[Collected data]
____________

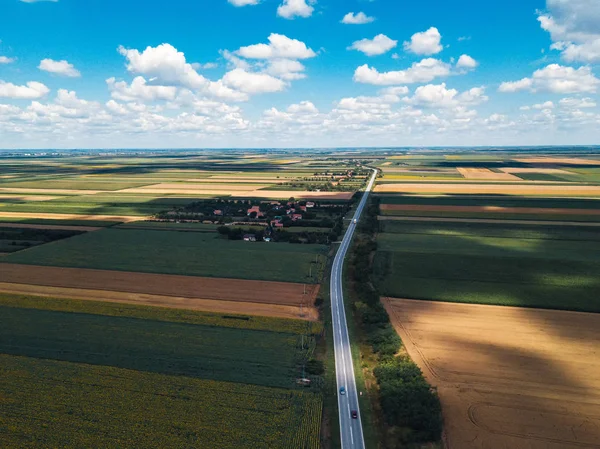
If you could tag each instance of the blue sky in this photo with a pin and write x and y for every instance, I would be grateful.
(251, 73)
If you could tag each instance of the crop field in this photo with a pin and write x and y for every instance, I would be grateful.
(172, 289)
(533, 266)
(108, 375)
(183, 253)
(507, 377)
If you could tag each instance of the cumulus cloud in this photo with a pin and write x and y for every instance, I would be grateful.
(139, 90)
(574, 26)
(556, 78)
(420, 72)
(252, 83)
(63, 68)
(279, 46)
(379, 45)
(515, 86)
(439, 96)
(164, 63)
(243, 2)
(291, 9)
(29, 91)
(357, 19)
(466, 62)
(577, 103)
(425, 43)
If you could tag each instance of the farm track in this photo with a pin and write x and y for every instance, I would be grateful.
(44, 216)
(496, 189)
(48, 227)
(507, 377)
(261, 292)
(173, 302)
(488, 221)
(491, 209)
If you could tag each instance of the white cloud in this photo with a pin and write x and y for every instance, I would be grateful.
(420, 72)
(165, 63)
(139, 90)
(164, 66)
(252, 83)
(279, 46)
(466, 62)
(515, 86)
(577, 103)
(290, 9)
(30, 91)
(574, 26)
(63, 68)
(243, 2)
(545, 105)
(425, 43)
(379, 45)
(556, 79)
(286, 69)
(559, 79)
(357, 19)
(304, 107)
(438, 96)
(205, 66)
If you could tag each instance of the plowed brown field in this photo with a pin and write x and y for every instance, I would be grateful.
(485, 173)
(174, 302)
(558, 160)
(42, 216)
(493, 209)
(49, 227)
(508, 378)
(282, 293)
(499, 189)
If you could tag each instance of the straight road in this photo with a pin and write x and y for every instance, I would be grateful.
(351, 432)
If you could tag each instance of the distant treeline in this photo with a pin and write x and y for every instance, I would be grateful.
(410, 407)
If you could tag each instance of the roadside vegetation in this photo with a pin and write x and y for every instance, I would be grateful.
(408, 409)
(124, 376)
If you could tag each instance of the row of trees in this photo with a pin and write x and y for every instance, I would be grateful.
(411, 408)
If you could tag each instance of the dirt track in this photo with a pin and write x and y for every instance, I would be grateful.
(491, 209)
(508, 378)
(49, 227)
(282, 293)
(485, 173)
(205, 305)
(583, 224)
(497, 189)
(547, 171)
(558, 160)
(285, 194)
(28, 215)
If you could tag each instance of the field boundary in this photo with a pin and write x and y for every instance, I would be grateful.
(171, 302)
(488, 221)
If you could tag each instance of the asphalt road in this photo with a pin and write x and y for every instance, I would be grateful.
(351, 433)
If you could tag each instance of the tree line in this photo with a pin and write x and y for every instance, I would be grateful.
(411, 408)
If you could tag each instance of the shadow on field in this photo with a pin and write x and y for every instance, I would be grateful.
(457, 265)
(524, 382)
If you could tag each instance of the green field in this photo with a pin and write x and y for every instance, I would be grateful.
(100, 204)
(107, 375)
(172, 252)
(548, 267)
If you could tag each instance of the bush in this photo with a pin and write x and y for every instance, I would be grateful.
(315, 367)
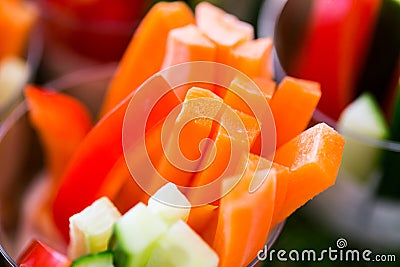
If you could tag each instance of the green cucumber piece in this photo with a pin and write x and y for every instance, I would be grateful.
(389, 185)
(362, 117)
(101, 259)
(181, 246)
(91, 229)
(169, 203)
(136, 234)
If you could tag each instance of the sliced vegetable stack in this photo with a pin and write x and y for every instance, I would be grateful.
(349, 46)
(230, 230)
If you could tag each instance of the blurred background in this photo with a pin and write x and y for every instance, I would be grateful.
(350, 47)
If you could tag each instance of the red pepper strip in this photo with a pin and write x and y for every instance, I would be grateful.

____________

Required work – Retype the records above exactly, starting at the line that contains "If you could tag each instance of the bush" and going through the last line, and leave out any pictures.

Response –
If you could tag each instance of the bush in this photo with a pin and write x and y for every instance, I would be grateful.
(315, 367)
If you could tag each instance of the green cucumber piece in this photo with a pin and write x and y for every instance, I would be grateful.
(389, 185)
(362, 117)
(101, 259)
(181, 246)
(91, 229)
(169, 203)
(136, 234)
If you could tag each instance of the sliced vegetable stack in this photo with a pin and write x and y for every instance, I would be grateful.
(349, 46)
(230, 230)
If you could tag each instance of the blurred background in this photo with a pin and write x and y for every instance, I would be grateful.
(350, 47)
If you could tag each instance of the red pepper strip in this photo with a pin and write x and y for every instance, I would be grateful.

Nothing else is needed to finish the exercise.